→ Problem A: Which tools does the pheasant recipe text say are used to break down the two whole pheasants?
→ Problem B: Quote the pheasant recipe text from "Boning a pheasant" up to and including "of the bone.".

→ Given text:
## Begin

Pheasant with Champagne Cabbage I (Pheasant)
Submitted by kitten
Step-by-step guide to boning whole pheasants for the Champagne Cabbage recipe, removing breasts and leg-thigh portions with clean knife work. A masterchef technique for preparing wild game birds.
YIELD
4 servingsPREP
30 minCOOK
0 minREADY
30 minThis is the prep component of a two-part pheasant with champagne cabbage recipe, and it’s all about knife skills. Two whole pheasants get broken down into boneless breast halves and boneless leg-thigh portions using a sharp boning knife and a cleaver.
Boning a pheasant is the same technique as boning a chicken, just on a smaller, more delicate frame. The breasts come off first in clean half-portions. Then the leg-thigh sections are removed, slit along the bone, and carefully scraped free of their thigh and leg bones while keeping the meat in one connected piece.
Working with a sharp knife is not optional here. A dull blade tears the delicate pheasant meat instead of cutting it, leaving you with ragged pieces that cook unevenly. A thin, flexible boning knife or a sharp paring knife gives you the control to follow the contours of the bone.

## End

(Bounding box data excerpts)
## Begin

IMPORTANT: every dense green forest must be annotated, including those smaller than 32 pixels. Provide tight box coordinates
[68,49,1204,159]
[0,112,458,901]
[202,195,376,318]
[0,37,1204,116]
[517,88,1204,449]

## End

→ Correct result A: A sharp boning knife and a cleaver.

→ Correct result B:
Boning a pheasant is the same technique as boning a chicken, just on a smaller, more delicate frame. The breasts come off first in clean half-portions. Then the leg-thigh sections are removed, slit along the bone, and carefully scraped free of their thigh and leg bones while keeping the meat in one connected piece.
Working with a sharp knife is not optional here. A dull blade tears the delicate pheasant meat instead of cutting it, leaving you with ragged pieces that cook unevenly. A thin, flexible boning knife or a sharp paring knife gives you the control to follow the contours of the bone.